**Provided information:**
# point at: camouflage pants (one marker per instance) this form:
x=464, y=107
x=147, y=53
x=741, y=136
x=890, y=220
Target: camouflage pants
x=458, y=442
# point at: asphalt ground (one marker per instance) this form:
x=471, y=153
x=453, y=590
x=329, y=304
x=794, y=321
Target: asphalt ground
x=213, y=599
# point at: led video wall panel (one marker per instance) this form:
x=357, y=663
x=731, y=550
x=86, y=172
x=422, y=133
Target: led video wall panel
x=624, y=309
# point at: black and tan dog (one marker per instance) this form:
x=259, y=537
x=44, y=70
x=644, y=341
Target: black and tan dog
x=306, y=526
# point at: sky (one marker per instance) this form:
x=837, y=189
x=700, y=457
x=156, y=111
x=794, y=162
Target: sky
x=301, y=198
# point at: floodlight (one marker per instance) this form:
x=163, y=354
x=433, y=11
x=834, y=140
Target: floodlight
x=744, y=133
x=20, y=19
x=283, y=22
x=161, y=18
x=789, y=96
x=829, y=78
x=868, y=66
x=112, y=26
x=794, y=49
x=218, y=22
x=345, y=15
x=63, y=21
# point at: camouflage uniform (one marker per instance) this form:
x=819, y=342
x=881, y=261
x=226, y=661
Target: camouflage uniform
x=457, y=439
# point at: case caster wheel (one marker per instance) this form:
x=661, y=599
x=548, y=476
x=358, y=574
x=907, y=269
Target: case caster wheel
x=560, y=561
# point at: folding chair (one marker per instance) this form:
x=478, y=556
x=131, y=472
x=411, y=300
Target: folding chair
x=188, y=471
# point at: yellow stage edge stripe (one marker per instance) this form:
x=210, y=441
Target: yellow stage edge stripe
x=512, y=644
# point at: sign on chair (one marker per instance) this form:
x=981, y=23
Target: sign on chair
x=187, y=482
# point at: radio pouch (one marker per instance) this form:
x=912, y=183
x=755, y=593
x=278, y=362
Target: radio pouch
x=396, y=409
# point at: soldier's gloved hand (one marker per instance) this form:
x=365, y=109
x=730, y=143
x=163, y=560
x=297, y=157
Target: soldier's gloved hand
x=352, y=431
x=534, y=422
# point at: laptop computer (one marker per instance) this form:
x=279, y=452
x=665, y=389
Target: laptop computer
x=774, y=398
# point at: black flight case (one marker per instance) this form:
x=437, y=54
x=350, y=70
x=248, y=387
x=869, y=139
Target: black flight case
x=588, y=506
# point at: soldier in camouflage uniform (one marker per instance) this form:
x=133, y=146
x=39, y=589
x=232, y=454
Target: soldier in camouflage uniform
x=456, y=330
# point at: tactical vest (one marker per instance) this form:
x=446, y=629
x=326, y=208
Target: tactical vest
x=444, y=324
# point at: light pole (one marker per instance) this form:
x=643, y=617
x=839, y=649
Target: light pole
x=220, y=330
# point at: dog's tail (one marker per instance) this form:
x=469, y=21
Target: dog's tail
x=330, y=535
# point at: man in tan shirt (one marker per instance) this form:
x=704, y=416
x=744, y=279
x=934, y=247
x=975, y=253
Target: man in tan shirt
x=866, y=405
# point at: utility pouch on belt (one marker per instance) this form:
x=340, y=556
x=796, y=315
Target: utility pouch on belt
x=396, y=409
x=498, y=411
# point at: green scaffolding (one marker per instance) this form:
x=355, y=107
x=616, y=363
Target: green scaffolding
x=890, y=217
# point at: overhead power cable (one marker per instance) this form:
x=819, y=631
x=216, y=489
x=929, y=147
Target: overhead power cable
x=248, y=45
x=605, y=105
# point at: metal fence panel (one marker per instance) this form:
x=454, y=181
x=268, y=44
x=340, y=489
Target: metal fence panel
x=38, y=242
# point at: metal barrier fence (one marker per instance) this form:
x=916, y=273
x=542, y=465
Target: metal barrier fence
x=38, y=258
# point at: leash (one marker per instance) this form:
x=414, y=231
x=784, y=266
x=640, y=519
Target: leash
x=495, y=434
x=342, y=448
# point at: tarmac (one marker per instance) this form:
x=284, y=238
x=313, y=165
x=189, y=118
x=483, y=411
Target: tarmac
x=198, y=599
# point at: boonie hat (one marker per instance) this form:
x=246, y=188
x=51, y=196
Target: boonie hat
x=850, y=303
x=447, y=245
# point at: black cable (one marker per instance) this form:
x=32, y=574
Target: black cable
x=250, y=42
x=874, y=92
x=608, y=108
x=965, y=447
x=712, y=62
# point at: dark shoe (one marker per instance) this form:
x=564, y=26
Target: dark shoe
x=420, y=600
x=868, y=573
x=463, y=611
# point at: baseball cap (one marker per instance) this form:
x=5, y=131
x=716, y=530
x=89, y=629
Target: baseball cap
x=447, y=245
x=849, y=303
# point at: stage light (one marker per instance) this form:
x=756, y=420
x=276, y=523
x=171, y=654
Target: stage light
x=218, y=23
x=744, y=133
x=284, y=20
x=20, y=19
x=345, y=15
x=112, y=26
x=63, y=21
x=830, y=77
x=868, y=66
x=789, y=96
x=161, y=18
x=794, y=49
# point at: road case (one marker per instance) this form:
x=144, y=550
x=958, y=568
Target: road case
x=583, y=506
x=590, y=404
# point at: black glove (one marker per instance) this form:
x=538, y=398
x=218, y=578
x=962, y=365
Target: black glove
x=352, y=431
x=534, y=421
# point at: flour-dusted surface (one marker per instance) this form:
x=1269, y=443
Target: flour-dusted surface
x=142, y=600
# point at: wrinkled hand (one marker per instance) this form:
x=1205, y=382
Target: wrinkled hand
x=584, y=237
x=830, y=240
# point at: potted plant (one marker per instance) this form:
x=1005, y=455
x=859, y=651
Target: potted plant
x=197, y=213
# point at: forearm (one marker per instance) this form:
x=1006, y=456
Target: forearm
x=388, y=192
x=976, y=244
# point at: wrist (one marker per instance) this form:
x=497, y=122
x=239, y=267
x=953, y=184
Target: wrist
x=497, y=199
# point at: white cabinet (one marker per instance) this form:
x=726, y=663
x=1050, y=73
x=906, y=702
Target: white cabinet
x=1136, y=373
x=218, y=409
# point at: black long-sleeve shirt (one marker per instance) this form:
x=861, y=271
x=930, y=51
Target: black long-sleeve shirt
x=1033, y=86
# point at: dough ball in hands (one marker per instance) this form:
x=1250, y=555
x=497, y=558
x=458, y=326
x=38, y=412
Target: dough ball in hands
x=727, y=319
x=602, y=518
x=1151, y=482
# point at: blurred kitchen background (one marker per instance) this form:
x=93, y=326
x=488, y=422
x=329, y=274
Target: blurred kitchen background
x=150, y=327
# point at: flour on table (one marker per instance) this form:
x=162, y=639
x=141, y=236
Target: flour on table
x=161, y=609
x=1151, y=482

**Assignment:**
What you give back must be the stretch above, starting at the line with "x=542, y=465" and ending at the line with "x=276, y=523", copied exactly.

**Answer to this task:**
x=542, y=465
Target: metal barrier fence
x=38, y=258
# point at: leash (one marker per instance) this form:
x=414, y=231
x=784, y=266
x=640, y=519
Target: leash
x=495, y=434
x=342, y=448
# point at: tarmac (one marker per instance) this form:
x=284, y=238
x=313, y=165
x=189, y=118
x=483, y=411
Target: tarmac
x=198, y=599
# point at: boonie hat (one marker per instance) this form:
x=246, y=188
x=51, y=196
Target: boonie hat
x=850, y=303
x=447, y=245
# point at: black cable (one marker per instance) this form:
x=32, y=574
Target: black cable
x=250, y=42
x=874, y=92
x=608, y=108
x=965, y=447
x=712, y=62
# point at: dark shoe (one marker per instance) this form:
x=564, y=26
Target: dark shoe
x=420, y=600
x=868, y=573
x=463, y=611
# point at: baseball cap (one marker per instance) this form:
x=5, y=131
x=716, y=530
x=89, y=629
Target: baseball cap
x=447, y=245
x=849, y=303
# point at: stage light (one marker per instance) this form:
x=756, y=420
x=276, y=523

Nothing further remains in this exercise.